Required actions
(a) In the Citizen Watch roundtable post, who served as moderator?
(b) Write out part of the Citizen Watch roundtable post: begin at the words "Yesterday, I participated" and stop after "Affairs, UP Diliman.".

Source excerpt
Saturday, September 06, 2014

Citizen Watch 3: Political and Economic Reforms After SONA 2014

Yesterday, I participated in Round 3 of Citizen Watch's Roundtable Discussion, on political and economic reforms after the 5th State of the Nation Address (SONA) of President Aquino last August. The forum was held at UP NCPAG, Diliman campus. Jointly organized by Stratbase Research Institute (SRI), and the Office of the VP for Public Affairs, UP Diliman.

The Participants were:

1. Prospero "Popoy" De Vera, the UP Vice-President for Public Affairs.
2. Ramon Casiple, Executive Director of the Institute For Political And Electoral Reform (IPER)
3. Atty. Randy Bello, Vice President For Internals of Tax Management Assn. of the Philippines (TMAP)
4. Vincent Lazatin, Executive Director of Transparency And Accountability Network (TAN)
5. Atty. Tim Abejo, Convenor of Democracy Watch
6. Atty. Ysan Castillo, Secretary General of Philippine Business for Environmental Stewardship (PBEST),
7, Francis Isaac, representative of DLSU - DLSU-Jesse M. Robredo Institute of Governance
8. Dindo Manhit, President of Stratbase Research Institute (SRI)
9. Nonoy Oplas, President of the Minimal Government Thinkers, Inc.

Wilford Wong, Secretary General of Citizen Watch, was the moderator.

In this photo, from left: Ysan, Tim, Randy, me, Francis.

On my part, I focused my discussion on the last three subjects of PNoy's SONA -- impending power shortage next year, high rice prices, and govermment budget.

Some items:

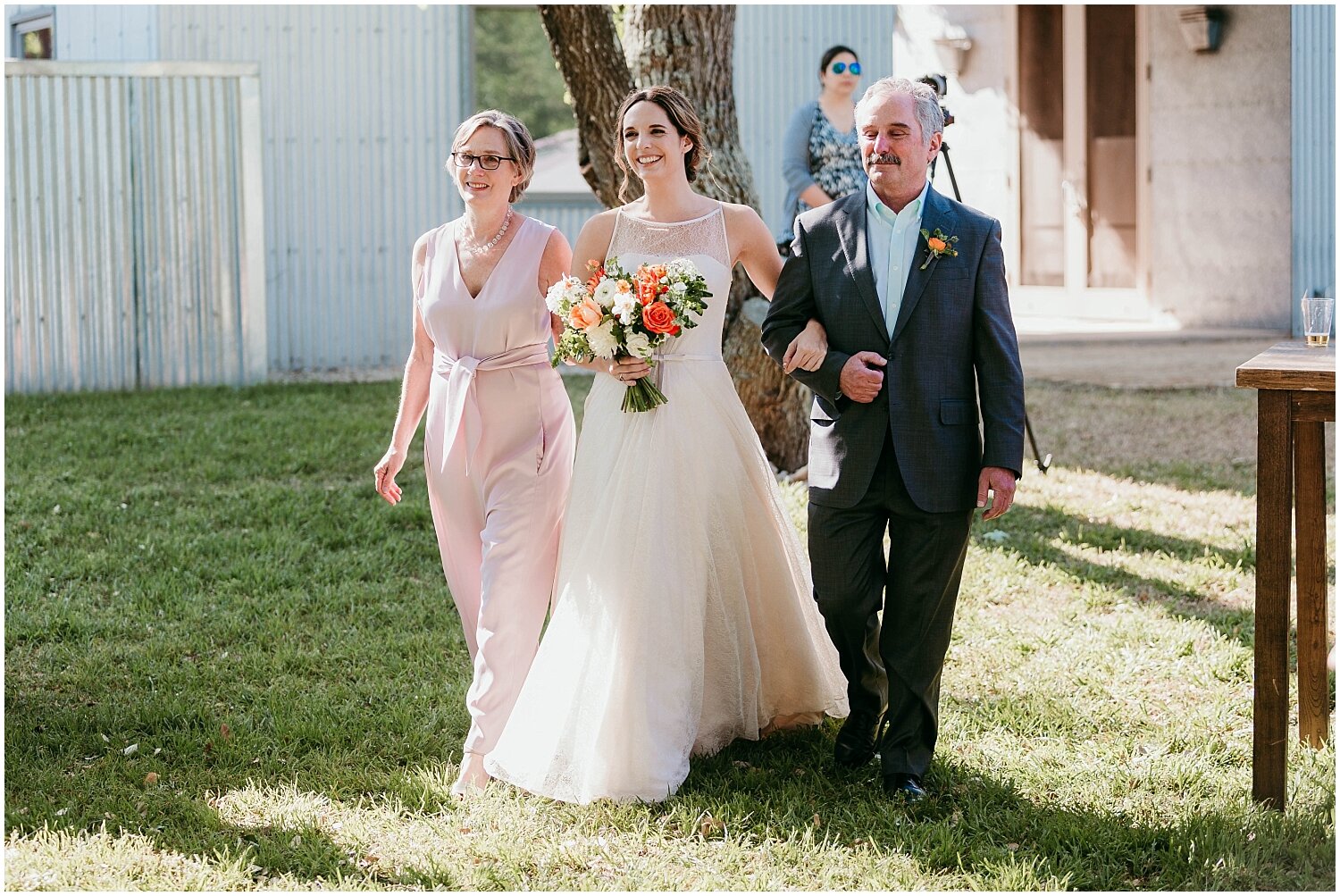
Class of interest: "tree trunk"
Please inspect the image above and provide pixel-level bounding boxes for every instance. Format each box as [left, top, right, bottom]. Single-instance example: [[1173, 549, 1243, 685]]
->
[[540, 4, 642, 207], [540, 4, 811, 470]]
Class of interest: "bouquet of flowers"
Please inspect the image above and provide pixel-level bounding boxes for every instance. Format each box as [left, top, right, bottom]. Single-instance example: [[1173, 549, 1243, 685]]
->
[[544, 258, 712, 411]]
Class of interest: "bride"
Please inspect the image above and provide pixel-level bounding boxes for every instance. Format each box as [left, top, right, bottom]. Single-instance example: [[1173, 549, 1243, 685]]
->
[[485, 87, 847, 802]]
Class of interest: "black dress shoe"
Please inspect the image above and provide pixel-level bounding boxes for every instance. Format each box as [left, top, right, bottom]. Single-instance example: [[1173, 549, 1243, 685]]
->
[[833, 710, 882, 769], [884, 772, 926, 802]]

--

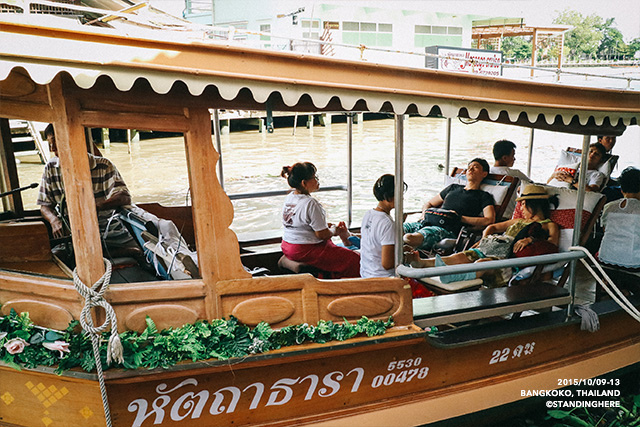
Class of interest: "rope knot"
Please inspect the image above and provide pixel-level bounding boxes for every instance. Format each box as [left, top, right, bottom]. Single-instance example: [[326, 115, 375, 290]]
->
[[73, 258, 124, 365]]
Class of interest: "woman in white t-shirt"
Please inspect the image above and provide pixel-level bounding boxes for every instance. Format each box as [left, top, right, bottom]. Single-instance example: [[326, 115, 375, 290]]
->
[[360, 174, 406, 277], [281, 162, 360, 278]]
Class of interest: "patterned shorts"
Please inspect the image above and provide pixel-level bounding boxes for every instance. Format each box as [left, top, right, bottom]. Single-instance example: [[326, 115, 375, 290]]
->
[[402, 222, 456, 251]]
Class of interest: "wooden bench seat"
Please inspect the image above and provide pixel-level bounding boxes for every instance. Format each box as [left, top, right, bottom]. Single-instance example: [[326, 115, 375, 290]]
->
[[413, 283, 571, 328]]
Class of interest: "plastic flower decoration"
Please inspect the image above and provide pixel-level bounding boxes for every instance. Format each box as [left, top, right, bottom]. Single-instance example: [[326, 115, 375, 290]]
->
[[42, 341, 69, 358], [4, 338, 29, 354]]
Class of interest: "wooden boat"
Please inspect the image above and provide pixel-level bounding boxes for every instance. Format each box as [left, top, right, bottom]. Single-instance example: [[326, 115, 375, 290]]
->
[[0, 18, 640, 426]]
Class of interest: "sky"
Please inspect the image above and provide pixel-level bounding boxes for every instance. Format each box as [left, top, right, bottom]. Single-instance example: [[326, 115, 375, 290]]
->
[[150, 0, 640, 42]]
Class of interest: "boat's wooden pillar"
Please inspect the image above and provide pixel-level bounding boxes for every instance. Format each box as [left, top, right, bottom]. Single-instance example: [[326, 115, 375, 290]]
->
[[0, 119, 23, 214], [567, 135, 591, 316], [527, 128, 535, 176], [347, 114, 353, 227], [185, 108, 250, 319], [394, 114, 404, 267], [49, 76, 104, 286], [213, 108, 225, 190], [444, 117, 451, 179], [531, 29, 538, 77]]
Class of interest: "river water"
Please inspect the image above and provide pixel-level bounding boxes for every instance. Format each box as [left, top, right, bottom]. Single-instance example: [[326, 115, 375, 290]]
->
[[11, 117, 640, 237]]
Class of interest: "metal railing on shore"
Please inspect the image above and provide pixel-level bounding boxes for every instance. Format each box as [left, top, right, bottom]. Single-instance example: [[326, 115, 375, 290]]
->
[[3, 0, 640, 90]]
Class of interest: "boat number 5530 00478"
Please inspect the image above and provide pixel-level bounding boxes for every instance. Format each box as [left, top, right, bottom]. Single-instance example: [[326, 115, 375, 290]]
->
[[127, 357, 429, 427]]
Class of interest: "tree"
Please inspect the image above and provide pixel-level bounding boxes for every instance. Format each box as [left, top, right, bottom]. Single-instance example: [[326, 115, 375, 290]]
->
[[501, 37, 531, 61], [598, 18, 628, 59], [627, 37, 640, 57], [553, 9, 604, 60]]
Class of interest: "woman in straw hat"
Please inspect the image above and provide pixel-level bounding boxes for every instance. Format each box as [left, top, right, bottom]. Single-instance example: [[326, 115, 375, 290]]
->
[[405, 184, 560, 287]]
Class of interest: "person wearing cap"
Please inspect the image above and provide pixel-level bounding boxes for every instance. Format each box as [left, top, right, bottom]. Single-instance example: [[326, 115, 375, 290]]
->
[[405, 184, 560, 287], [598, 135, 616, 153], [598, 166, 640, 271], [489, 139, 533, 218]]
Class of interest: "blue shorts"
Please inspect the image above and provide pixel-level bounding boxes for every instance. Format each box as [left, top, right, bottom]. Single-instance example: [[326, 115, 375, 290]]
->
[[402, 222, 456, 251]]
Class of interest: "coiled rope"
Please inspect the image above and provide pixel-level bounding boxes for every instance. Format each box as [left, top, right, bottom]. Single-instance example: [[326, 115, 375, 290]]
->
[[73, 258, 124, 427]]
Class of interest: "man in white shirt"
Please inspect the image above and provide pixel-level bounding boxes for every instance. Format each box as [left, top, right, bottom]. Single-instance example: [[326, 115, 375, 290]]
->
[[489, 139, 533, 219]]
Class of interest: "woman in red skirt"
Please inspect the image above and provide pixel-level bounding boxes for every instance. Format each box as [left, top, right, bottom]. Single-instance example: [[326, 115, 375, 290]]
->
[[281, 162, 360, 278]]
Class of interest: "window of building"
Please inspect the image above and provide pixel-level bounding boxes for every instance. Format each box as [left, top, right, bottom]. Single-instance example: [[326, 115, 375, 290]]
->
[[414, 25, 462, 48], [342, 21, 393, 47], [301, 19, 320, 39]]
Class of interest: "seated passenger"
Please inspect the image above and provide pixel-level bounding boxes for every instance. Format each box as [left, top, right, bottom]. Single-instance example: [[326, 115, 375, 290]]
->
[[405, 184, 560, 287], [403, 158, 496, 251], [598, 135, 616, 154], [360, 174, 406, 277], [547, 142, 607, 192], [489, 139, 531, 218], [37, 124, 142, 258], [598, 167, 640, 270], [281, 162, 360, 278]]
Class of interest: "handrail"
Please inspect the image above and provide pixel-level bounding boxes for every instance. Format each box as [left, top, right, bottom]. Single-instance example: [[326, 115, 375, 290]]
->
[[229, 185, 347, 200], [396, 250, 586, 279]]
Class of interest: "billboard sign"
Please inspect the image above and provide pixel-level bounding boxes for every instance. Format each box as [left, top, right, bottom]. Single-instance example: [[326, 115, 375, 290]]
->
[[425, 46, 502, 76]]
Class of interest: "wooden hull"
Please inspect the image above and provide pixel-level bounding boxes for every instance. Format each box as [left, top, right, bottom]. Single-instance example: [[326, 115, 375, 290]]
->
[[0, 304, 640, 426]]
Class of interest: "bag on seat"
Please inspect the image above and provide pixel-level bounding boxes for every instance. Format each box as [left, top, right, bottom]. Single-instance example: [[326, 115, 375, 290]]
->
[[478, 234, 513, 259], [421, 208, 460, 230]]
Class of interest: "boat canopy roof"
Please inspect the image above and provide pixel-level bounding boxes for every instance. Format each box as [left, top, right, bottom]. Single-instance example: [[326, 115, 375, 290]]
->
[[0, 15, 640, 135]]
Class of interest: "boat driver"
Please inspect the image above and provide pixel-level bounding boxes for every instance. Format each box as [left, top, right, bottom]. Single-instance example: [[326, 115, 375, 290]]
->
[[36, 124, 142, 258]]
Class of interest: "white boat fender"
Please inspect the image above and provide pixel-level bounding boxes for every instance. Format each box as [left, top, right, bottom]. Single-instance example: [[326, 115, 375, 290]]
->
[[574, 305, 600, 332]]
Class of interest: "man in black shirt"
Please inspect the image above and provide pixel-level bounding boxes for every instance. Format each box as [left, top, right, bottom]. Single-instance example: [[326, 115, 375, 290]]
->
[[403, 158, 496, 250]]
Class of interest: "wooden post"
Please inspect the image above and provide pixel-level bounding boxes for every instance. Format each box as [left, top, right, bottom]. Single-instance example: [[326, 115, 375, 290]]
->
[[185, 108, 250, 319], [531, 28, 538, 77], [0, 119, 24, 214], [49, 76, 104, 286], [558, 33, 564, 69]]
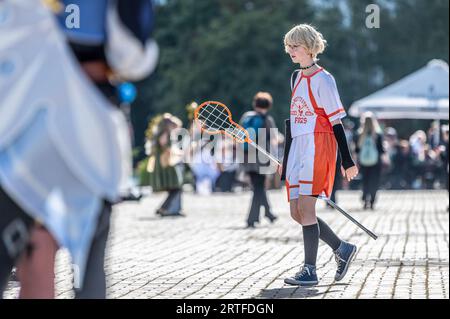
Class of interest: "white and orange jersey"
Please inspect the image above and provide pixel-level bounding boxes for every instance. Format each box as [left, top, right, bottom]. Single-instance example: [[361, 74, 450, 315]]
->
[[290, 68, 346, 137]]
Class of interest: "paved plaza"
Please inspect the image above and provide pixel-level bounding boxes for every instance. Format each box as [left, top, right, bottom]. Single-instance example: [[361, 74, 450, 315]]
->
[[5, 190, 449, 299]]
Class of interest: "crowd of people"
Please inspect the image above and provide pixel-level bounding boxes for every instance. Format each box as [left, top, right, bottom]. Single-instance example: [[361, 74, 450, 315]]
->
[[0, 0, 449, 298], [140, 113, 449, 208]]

List of solutions
(a) Wilford Wong, Secretary General of Citizen Watch.

(b)
Yesterday, I participated in Round 3 of Citizen Watch's Roundtable Discussion, on political and economic reforms after the 5th State of the Nation Address (SONA) of President Aquino last August. The forum was held at UP NCPAG, Diliman campus. Jointly organized by Stratbase Research Institute (SRI), and the Office of the VP for Public Affairs, UP Diliman.